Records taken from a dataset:

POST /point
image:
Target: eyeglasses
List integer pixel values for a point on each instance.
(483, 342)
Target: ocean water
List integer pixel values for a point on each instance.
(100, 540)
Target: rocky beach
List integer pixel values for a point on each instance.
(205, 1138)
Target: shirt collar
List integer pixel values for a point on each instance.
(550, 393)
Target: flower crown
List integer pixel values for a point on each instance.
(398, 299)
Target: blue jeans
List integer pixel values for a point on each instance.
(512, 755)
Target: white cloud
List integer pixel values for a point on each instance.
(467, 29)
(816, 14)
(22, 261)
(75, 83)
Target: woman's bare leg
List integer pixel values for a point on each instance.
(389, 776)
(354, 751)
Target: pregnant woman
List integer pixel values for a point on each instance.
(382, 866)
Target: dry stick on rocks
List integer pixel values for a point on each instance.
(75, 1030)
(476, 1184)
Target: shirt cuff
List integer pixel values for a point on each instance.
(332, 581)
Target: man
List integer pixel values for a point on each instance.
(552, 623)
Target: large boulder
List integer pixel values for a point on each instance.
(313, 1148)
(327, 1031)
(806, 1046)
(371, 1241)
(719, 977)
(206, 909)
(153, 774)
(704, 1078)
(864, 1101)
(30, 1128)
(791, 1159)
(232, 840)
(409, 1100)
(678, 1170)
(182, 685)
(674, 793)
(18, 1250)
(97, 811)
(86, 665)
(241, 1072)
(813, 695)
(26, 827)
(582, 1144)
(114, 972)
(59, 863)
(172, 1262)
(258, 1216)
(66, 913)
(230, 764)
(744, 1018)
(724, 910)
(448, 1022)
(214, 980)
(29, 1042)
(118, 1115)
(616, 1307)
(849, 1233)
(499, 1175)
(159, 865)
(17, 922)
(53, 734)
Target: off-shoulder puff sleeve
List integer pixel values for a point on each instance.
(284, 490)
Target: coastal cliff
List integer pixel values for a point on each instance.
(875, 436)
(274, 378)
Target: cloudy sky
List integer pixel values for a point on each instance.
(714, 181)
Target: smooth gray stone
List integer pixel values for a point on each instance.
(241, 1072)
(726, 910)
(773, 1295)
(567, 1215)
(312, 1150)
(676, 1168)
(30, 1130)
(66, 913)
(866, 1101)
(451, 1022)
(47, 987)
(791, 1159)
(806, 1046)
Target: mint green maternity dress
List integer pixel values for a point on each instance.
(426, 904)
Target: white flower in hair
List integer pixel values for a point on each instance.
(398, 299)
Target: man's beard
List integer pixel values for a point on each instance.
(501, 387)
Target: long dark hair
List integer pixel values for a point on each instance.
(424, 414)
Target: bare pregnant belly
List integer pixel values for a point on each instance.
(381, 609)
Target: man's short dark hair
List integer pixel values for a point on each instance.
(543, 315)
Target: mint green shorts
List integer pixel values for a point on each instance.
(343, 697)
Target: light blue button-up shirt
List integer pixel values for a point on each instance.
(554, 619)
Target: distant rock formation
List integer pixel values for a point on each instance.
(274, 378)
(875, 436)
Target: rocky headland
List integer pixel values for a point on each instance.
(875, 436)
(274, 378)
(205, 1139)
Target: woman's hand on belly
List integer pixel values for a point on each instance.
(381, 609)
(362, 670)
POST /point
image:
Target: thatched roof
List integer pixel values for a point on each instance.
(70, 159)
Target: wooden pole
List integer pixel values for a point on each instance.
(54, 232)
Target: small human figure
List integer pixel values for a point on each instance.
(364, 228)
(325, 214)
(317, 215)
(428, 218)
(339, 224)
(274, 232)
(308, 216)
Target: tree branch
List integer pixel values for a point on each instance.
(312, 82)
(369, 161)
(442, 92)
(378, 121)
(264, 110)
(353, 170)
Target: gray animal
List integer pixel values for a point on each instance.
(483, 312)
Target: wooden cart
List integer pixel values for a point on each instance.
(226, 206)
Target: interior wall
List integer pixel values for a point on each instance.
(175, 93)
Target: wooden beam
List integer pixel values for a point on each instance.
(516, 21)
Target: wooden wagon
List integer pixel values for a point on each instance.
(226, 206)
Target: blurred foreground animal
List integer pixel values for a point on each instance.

What you should do
Copy out every line of the material above, with no changes.

Output of the exercise
POST /point
image:
Target: eyeglasses
List integer pixel values for a point on each instance.
(483, 342)
Target: ocean water
List integer pixel values for a point on each instance.
(100, 540)
Target: rocky beach
List integer pixel values for a point on each instance.
(205, 1138)
Target: shirt collar
List integer pixel values for a point on each instance.
(550, 393)
Target: flower crown
List integer pixel values for a point on each instance.
(398, 299)
Target: blue jeans
List integer pixel values for a point on each instance.
(512, 755)
Target: white cloud
List integer pixel values for a point on each instance.
(467, 29)
(816, 14)
(22, 261)
(75, 83)
Target: woman's bare leg
List integer pixel values for a point on each instance.
(389, 776)
(354, 751)
Target: pregnant woman
List integer pixel values for a point on each instance.
(382, 866)
Target: dry stick on rocks
List integer pixel values for a point on each instance.
(75, 1030)
(476, 1184)
Target: shirt cuff
List integer pixel values for a point on each instance.
(332, 581)
Target: man
List integer pixel values for a point on each instance.
(552, 623)
Target: large boulder
List integer pixel values for a point on each instance.
(313, 1148)
(327, 1031)
(806, 1046)
(371, 1241)
(719, 977)
(206, 909)
(153, 774)
(704, 1078)
(864, 1101)
(30, 1128)
(791, 1159)
(232, 840)
(409, 1100)
(678, 1170)
(182, 685)
(674, 793)
(18, 1250)
(97, 811)
(86, 665)
(241, 1072)
(813, 695)
(26, 827)
(582, 1144)
(114, 972)
(59, 863)
(172, 1262)
(258, 1216)
(66, 913)
(230, 764)
(744, 1018)
(724, 910)
(448, 1022)
(214, 980)
(29, 1042)
(118, 1115)
(616, 1307)
(849, 1233)
(499, 1175)
(159, 865)
(17, 922)
(53, 734)
Target: off-shoulder puff sleeve
List integer pixel values for a point on each instance.
(284, 490)
Target: coastal cliff
List integer pixel values for a point on each instance.
(875, 436)
(274, 378)
Target: cloudy sky
List integer pixel values for a point on each instance.
(714, 181)
Target: smooth gray stone
List integer pixel values for a point on each instance.
(241, 1072)
(726, 910)
(773, 1295)
(567, 1215)
(312, 1150)
(676, 1168)
(30, 1130)
(66, 913)
(866, 1101)
(451, 1022)
(47, 987)
(791, 1159)
(806, 1046)
Target: mint green maternity dress
List integer pixel values for a point on each instance.
(426, 904)
Target: white flower in hair
List integer pixel values for a point on each instance.
(398, 299)
Target: man's beard
List integer pixel values for a point on each instance.
(501, 387)
Target: long dark hair
List integer pixel values for a point on each instance.
(424, 414)
Target: bare pregnant belly
List integer pixel values for a point on each instance.
(381, 609)
Target: man's short dark hair
List integer pixel values for a point on each instance.
(543, 315)
Target: mint green shorts
List integer pixel values for a point on each instance.
(343, 697)
Target: light blue button-up shirt
List integer pixel values for a point on each instance.
(554, 619)
Target: distant rock formation
List integer pixel values for a point on each instance.
(274, 378)
(875, 436)
Target: rocky headland
List integer pixel values for a point on each instance.
(875, 436)
(274, 378)
(205, 1139)
Target: woman's hand on belly
List integer pixel values for a point on each instance.
(381, 609)
(362, 670)
POST /point
image:
Target: thatched roof
List integer pixel values for a point on each instance.
(70, 159)
Target: wooden pole
List integer pixel values for a point on each instance.
(54, 232)
Target: small human figure
List integer pixel values for a point on each instance.
(364, 228)
(325, 214)
(317, 215)
(428, 218)
(339, 224)
(274, 232)
(308, 216)
Target: tree branch
List integer pixel values for a point on each instance.
(312, 82)
(369, 161)
(442, 92)
(378, 121)
(264, 110)
(353, 170)
Target: gray animal
List integer pixel values for a point on each instance.
(483, 312)
Target: wooden cart
List integer pixel values for a point on each instance.
(226, 206)
Target: interior wall
List integer pixel values for a point on each instance.
(175, 93)
Target: wooden beam
List integer pixel values for a point on each instance.
(516, 21)
Target: wooden wagon
List integer pixel values for a point on each instance.
(226, 206)
Target: blurred foreground animal
List integer pixel values for a point on each instance.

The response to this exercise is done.